EXERCISE MATERIALS start

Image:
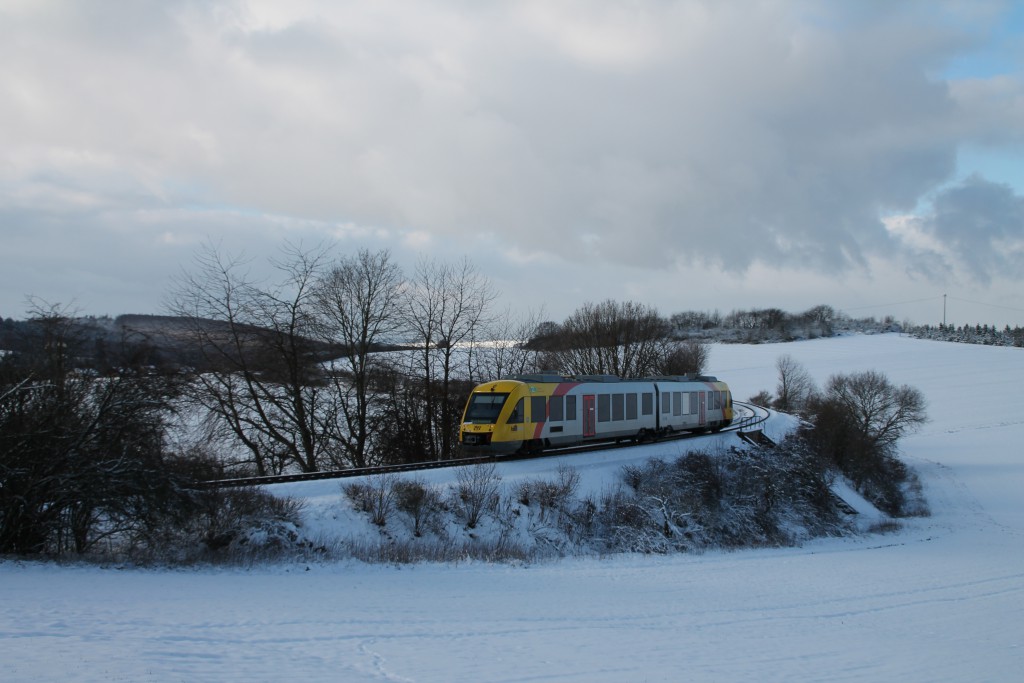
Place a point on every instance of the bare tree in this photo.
(263, 381)
(795, 385)
(856, 424)
(882, 412)
(81, 455)
(610, 338)
(446, 304)
(359, 303)
(687, 357)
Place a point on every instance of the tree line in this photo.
(332, 363)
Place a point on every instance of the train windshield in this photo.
(483, 408)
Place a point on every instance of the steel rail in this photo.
(756, 415)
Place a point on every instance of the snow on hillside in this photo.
(940, 600)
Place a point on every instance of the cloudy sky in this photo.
(688, 155)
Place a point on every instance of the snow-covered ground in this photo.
(940, 600)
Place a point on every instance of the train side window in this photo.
(555, 409)
(538, 409)
(617, 408)
(517, 413)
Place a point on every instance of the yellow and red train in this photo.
(530, 413)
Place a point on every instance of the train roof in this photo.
(556, 379)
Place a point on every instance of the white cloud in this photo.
(643, 136)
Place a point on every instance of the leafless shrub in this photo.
(476, 492)
(375, 497)
(421, 502)
(440, 550)
(556, 495)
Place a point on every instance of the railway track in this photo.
(755, 416)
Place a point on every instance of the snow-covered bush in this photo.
(477, 491)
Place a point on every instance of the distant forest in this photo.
(103, 339)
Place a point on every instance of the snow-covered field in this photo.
(940, 600)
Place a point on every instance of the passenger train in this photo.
(530, 413)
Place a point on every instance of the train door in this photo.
(589, 416)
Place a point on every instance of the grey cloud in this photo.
(650, 135)
(981, 224)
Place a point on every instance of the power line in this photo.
(894, 303)
(992, 305)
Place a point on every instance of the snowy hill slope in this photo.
(941, 600)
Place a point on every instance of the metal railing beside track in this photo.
(756, 415)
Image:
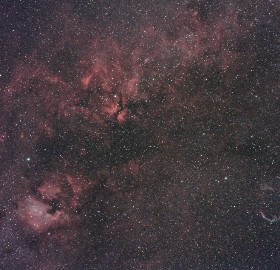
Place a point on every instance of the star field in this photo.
(139, 135)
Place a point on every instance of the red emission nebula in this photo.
(136, 136)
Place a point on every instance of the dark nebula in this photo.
(139, 135)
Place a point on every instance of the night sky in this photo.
(139, 135)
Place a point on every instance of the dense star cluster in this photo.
(139, 135)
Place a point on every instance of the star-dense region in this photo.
(139, 135)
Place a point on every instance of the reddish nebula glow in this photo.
(125, 136)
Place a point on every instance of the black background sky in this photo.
(139, 135)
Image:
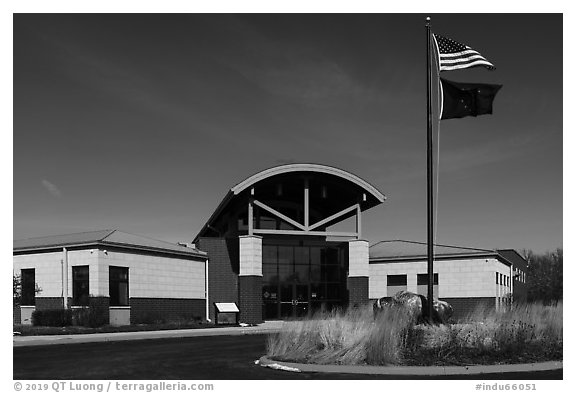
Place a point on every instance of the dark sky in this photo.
(143, 122)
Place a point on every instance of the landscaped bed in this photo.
(520, 334)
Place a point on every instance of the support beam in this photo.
(306, 204)
(279, 215)
(334, 216)
(303, 232)
(358, 221)
(251, 213)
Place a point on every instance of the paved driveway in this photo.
(185, 358)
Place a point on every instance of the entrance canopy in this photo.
(293, 199)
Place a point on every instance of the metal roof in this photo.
(238, 188)
(110, 237)
(397, 250)
(515, 258)
(376, 197)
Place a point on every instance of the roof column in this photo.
(358, 272)
(250, 279)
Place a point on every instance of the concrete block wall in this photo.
(223, 269)
(358, 258)
(48, 271)
(153, 276)
(357, 290)
(456, 278)
(250, 299)
(250, 255)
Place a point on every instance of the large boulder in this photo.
(416, 307)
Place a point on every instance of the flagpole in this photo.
(430, 172)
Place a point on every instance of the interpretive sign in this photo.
(226, 313)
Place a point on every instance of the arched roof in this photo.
(317, 168)
(373, 196)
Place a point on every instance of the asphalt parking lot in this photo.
(189, 358)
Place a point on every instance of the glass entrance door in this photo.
(301, 278)
(294, 300)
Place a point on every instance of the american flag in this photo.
(454, 55)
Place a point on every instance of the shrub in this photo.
(530, 332)
(57, 317)
(351, 337)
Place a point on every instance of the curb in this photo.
(409, 370)
(26, 341)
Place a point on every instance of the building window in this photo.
(28, 281)
(80, 285)
(396, 283)
(422, 279)
(118, 286)
(395, 280)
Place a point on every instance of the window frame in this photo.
(116, 281)
(25, 287)
(80, 299)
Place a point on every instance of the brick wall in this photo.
(102, 303)
(49, 303)
(250, 294)
(223, 269)
(148, 310)
(463, 306)
(357, 290)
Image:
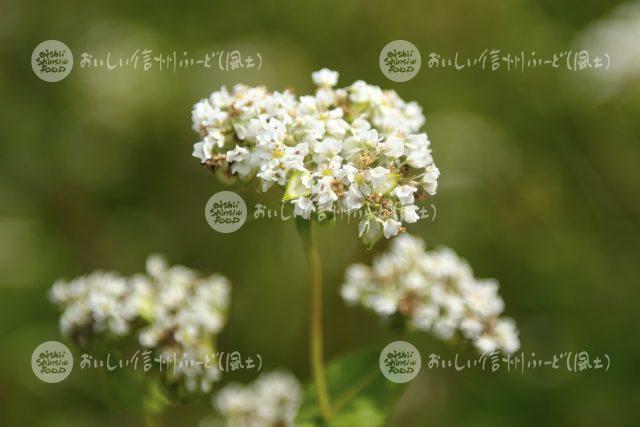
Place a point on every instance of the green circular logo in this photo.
(400, 362)
(52, 60)
(400, 61)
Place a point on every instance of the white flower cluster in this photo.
(434, 291)
(270, 401)
(170, 309)
(355, 149)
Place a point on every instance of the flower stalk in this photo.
(316, 347)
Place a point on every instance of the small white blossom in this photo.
(171, 310)
(272, 400)
(434, 291)
(356, 148)
(325, 77)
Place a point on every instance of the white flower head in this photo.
(170, 309)
(325, 77)
(433, 291)
(271, 400)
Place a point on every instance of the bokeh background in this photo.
(539, 189)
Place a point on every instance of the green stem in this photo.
(306, 231)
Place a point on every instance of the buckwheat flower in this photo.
(356, 149)
(433, 291)
(272, 400)
(325, 77)
(171, 310)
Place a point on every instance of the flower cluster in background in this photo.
(352, 149)
(434, 291)
(270, 401)
(169, 309)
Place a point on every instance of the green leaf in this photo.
(360, 395)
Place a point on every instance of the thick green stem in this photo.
(306, 231)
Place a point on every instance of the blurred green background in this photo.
(539, 189)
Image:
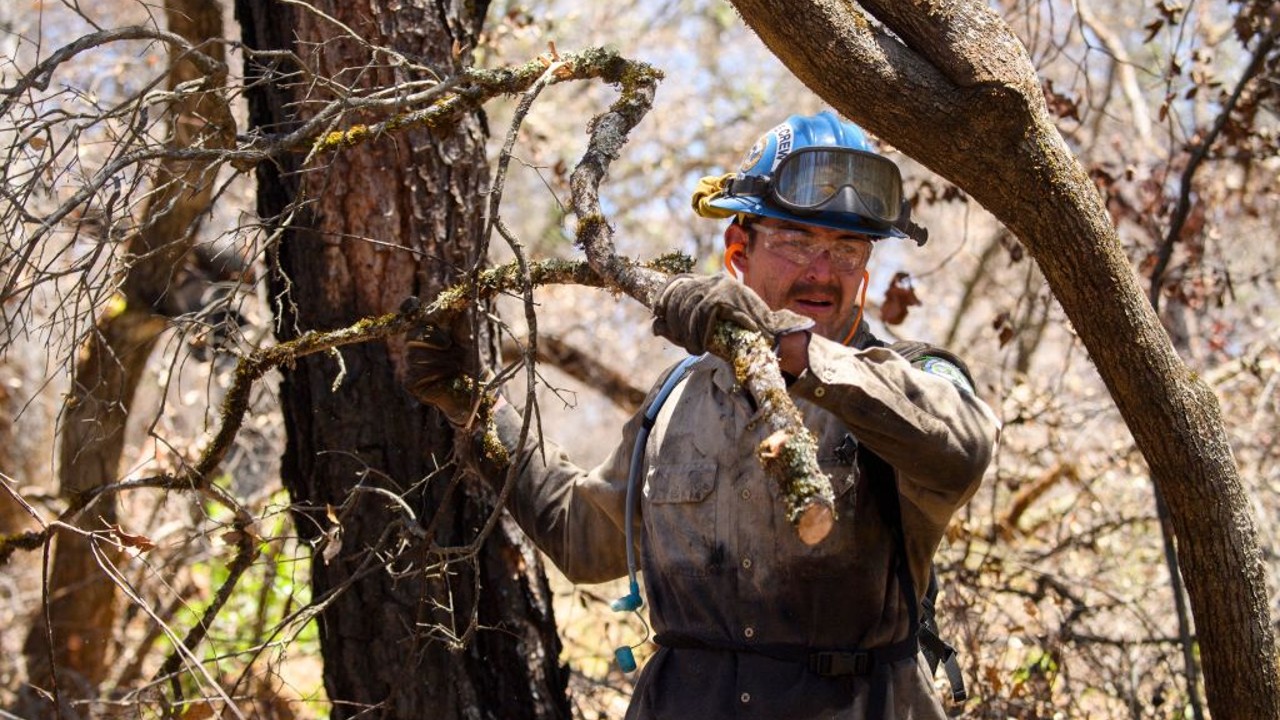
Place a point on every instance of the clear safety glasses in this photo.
(799, 246)
(836, 180)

EXERCISE MATERIALS end

__GIVEN PROBLEM__
In your copy, leave out the pictures and reproduce the material above exactly.

__COMPLETE ANSWER__
Image:
Place a point on every instance of the bare tree in this photo.
(263, 381)
(795, 385)
(856, 424)
(882, 412)
(81, 455)
(610, 338)
(446, 304)
(359, 303)
(687, 357)
Place a point on every instance of the tree line in this photo.
(332, 363)
Place a point on every instance of the train windshield in this photo.
(483, 408)
Place a point on every instance of the steel rail in this photo.
(756, 415)
Place a point on every instance of the snow on hillside in this photo.
(940, 600)
Place a point on every instance of the cloudy sky in this photo.
(688, 155)
Place a point on every instance of the snow-covered ground in this photo.
(940, 600)
Place a point on every instance of the train side window in this photo.
(555, 409)
(538, 409)
(617, 408)
(517, 413)
Place a point on every instance of the yellow and red train in this photo.
(530, 413)
Place a point on every instance of the train roof in this photo.
(556, 379)
Place a point on every instance of the white cloud in this photo.
(643, 136)
Place a point on every instance of the leafless shrub in this photo.
(476, 492)
(375, 497)
(421, 502)
(440, 550)
(556, 495)
Place a point on every instance of the railway track in this photo.
(755, 416)
Place a point on every instance of the snow-covered bush in this photo.
(477, 491)
Place a point on every instance of the distant forest in this photo.
(103, 339)
Place a point on every instance of the snow-covered field in this photo.
(940, 600)
Place a point on every instance of the passenger train in this photo.
(530, 413)
Place a point on every instance of the train door in this photo.
(589, 416)
Place a point on every instance of the grey cloud in this photo.
(650, 135)
(981, 224)
Place a point on every instance of the power line in this photo.
(894, 303)
(992, 305)
Place a point on every instance of the snowy hill slope in this photo.
(941, 600)
Place a point on every instance of the metal railing beside track in this photo.
(756, 415)
Image:
Place a point on every instance of the star field in this photo.
(139, 135)
Place a point on every instance of the red emission nebula in this photo.
(136, 136)
Place a point on every instance of the dark nebula in this photo.
(139, 135)
Place a point on every instance of the night sky in this photo.
(139, 135)
Place a point on every instance of the dense star cluster in this photo.
(139, 135)
Place a point on every instance of the star-dense region in this photo.
(139, 135)
Place a point on every instance of the reddish nebula glow in this photo.
(125, 136)
Place a point on every instance of the black background sky in this photo.
(139, 135)
Image:
Place a point on every instance of the dark sky in this photo.
(143, 122)
Place a point on every instance of the landscaped bed in this photo.
(520, 334)
Place a point on every instance of the support beam in this photo.
(306, 204)
(279, 215)
(334, 216)
(303, 232)
(358, 221)
(251, 213)
Place a point on every instance of the paved driveway in this photo.
(185, 358)
Place a point on every instance of the entrance canopy in this photo.
(293, 199)
Place a point on every instance of the metal roof in this photo.
(238, 188)
(110, 237)
(397, 250)
(515, 258)
(376, 197)
Place a point on every instance of the roof column in this photo.
(358, 272)
(250, 279)
Place a point on every instance of the concrete block wall in this photo.
(223, 269)
(358, 258)
(48, 271)
(153, 276)
(357, 290)
(456, 278)
(250, 299)
(250, 255)
Place a point on every instance of the large boulder in this photo.
(416, 307)
Place a point on every instance of the flagpole in this photo.
(430, 172)
Place a point on every instance of the interpretive sign in this photo.
(226, 313)
Place a point on every instance of the arched roof in this photo.
(317, 168)
(373, 196)
Place a point on every instance of the asphalt parking lot in this photo.
(189, 358)
Place a point on every instance of the glass entrance door in this photo.
(301, 278)
(294, 300)
Place a point on every instance of the american flag in this photo.
(454, 55)
Place a point on every instance of the shrub in this photo.
(530, 332)
(57, 317)
(351, 337)
Place a point on every instance of the curb in this photo.
(409, 370)
(26, 341)
Place a point on every instance of the building window in this photo.
(28, 281)
(80, 285)
(396, 283)
(422, 279)
(118, 286)
(395, 280)
Place a point on every instance of the window frame in this photo.
(116, 281)
(25, 287)
(80, 299)
Place a point on every instance of the brick wall in this photo.
(102, 303)
(49, 303)
(250, 294)
(223, 269)
(148, 310)
(463, 306)
(357, 290)
Image:
Place a point on every instance of the green circular logo in this photo.
(400, 362)
(52, 60)
(400, 61)
Place a point on every instance of the white flower cluster in this photo.
(434, 291)
(270, 401)
(170, 309)
(355, 149)
Place a point on every instance of the flower stalk in this photo.
(316, 347)
Place a point on every instance of the small white blossom in this photo.
(171, 310)
(272, 400)
(434, 291)
(356, 148)
(325, 77)
Place a point on every instance of the white flower head in this photo.
(170, 309)
(325, 77)
(433, 291)
(271, 400)
Place a point on every instance of the bokeh background in this photo.
(539, 189)
Place a point on every instance of the green stem in this photo.
(306, 231)
Place a point on every instance of the buckwheat flower in this photo.
(356, 149)
(433, 291)
(272, 400)
(325, 77)
(171, 310)
Place a point on every instance of the flower cluster in background in this photo.
(352, 149)
(434, 291)
(270, 401)
(169, 309)
Place a point on every instance of the green leaf in this photo.
(360, 395)
Place a point on every instance of the thick green stem in this photo.
(306, 231)
Place a point on every instance of the blurred green background in this photo.
(539, 189)
Image:
Place a point on every instance of the clear safety glasses in this photo.
(799, 246)
(836, 180)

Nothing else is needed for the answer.